§ **Exercise goal**: Transcribe the entries below exactly.

§ **Available records**:
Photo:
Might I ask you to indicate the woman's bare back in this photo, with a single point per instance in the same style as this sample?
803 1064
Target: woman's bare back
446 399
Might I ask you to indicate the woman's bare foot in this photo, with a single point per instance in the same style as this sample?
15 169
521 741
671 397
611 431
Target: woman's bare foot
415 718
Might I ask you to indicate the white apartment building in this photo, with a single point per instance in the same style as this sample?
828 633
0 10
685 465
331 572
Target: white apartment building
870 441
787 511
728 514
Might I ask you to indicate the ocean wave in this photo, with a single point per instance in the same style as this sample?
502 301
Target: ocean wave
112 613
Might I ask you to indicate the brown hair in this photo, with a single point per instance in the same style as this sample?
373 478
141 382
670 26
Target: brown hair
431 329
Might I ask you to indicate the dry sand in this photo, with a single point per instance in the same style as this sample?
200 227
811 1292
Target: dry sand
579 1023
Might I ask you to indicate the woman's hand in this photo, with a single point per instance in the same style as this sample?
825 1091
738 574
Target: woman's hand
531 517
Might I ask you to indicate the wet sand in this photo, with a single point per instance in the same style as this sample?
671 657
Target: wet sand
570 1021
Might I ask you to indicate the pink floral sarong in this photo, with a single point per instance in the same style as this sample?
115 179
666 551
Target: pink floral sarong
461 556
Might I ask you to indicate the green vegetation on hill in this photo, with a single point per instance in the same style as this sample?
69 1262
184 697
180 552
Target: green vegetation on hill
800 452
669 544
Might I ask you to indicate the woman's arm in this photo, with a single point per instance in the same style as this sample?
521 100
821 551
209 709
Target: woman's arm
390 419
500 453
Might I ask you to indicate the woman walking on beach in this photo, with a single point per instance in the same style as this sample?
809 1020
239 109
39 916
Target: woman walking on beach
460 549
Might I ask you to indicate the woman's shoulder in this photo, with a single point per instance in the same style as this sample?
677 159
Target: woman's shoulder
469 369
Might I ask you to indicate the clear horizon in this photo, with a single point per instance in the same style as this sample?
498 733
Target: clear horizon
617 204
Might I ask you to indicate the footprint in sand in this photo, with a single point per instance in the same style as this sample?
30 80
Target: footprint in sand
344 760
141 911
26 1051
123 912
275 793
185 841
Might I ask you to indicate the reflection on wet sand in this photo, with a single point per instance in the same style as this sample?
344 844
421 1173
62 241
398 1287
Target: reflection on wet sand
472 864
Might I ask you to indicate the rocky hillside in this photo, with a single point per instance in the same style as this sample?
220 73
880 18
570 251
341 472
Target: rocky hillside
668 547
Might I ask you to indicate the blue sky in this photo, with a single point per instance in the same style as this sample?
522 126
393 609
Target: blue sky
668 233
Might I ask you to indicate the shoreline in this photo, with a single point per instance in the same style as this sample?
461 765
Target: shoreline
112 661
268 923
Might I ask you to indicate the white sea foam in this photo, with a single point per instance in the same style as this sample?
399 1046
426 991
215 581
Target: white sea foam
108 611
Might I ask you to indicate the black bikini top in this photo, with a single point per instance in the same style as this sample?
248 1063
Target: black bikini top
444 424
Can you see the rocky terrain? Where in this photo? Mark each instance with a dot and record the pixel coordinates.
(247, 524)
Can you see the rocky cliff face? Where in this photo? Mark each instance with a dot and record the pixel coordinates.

§ **Solution to the exercise**:
Photo:
Might I ask you to indicate the woman's bare back in this photo, with a single point per instance in the same style as this sample?
803 1064
Target: woman's bare back
446 399
Might I ask you to indicate the woman's bare foot in this photo, with a single point per instance in the same style as this sample?
15 169
521 741
671 397
611 431
Target: woman's bare foot
415 718
Might I ask you to indicate the white apartment building in this photo, with a single point per instance in the same style as this sample?
828 633
0 10
685 465
331 572
Target: white apartment building
870 441
787 511
728 514
Might I ask you to indicate the ocean wave in this photo, with a single point per instance in the same style as this sample?
502 301
Target: ocean wave
112 613
Might I ask you to indicate the brown hair in this photo, with a single point per instance in the same style as this sample?
373 478
141 382
670 26
Target: brown hair
431 329
Might I ask you to indicate the dry sand in this photo, with a single point per instance in the same style as this sample?
200 227
811 1292
Target: dry sand
579 1023
Might I ask you to indicate the woman's hand in this photo, with a single point per instance in the same style as this sample?
825 1091
738 574
Target: woman's hand
531 517
Might I ask you to indicate the wet sand in this photo, with a single point per instance in the same style as this sample?
671 657
Target: wet sand
570 1021
Might I ask you to indicate the pink floral sarong in this photo, with a single point per instance in the same style as this sample?
115 179
666 551
Target: pink floral sarong
461 556
Might I ask you to indicate the green vegetation on hill in this photo, with a single point per instance in the same style as this sample?
69 1262
184 697
180 552
Target: green vegetation on hill
800 452
669 544
Might I ask you to indicate the woman's arm in this photo, with a single point per instance in the same style as this sample?
521 100
821 551
209 709
Target: woman's arm
390 419
500 453
Might I ask you to indicate the woman walking on beach in this photo, with a single point per instance in the same style as this sample?
809 1020
239 109
39 916
Target: woman walking on beach
460 549
Might I ask you to indicate the woman's shoulder in this photo, with a single point per instance in the same style as this sample?
677 159
Target: woman's shoulder
469 369
Might I ask you to indicate the clear horizon in this photo, with a single point per instance in the same style as this sample?
498 733
Target: clear horizon
617 204
Might I ask you to indicate the footprint in sand in this photo, with a single point per instance in the same style as this sample?
30 80
Target: footprint in sand
344 760
141 911
26 1051
123 912
275 793
185 841
Might I ask you to indicate the reflection on wet sand in this photo, with a single point per instance in the same style as this sample?
344 844
421 1173
62 241
398 1287
Target: reflection on wet sand
472 864
Might I ask you to indicate the rocky hillside in this photo, with a single point per instance in the same style as this sample?
220 73
880 18
570 251
341 472
Target: rocky hillside
668 547
Might I ask you to indicate the blue sky in this photo, with a single point per instance in the same style as this sample?
522 126
393 609
Target: blue sky
668 233
Might I ask you to indicate the shoreline in this photo, with a single point per instance in the same style as this sample?
461 765
Target: shoreline
112 661
268 923
Might I ask you to indicate the white sea foam in this photo, with a single point per instance in the same style as this sample?
399 1046
426 991
215 581
Target: white sea foam
108 611
Might I ask you to indicate the black bikini top in this photo, with a single point per instance in the same style as this sample?
248 1063
Target: black bikini top
444 424
Can you see the rocky terrain? Where in this photo? Mark each instance with a dot and record the pixel coordinates.
(247, 524)
Can you see the rocky cliff face? Where in this photo? Mark each instance with a dot and record the pixel coordinates.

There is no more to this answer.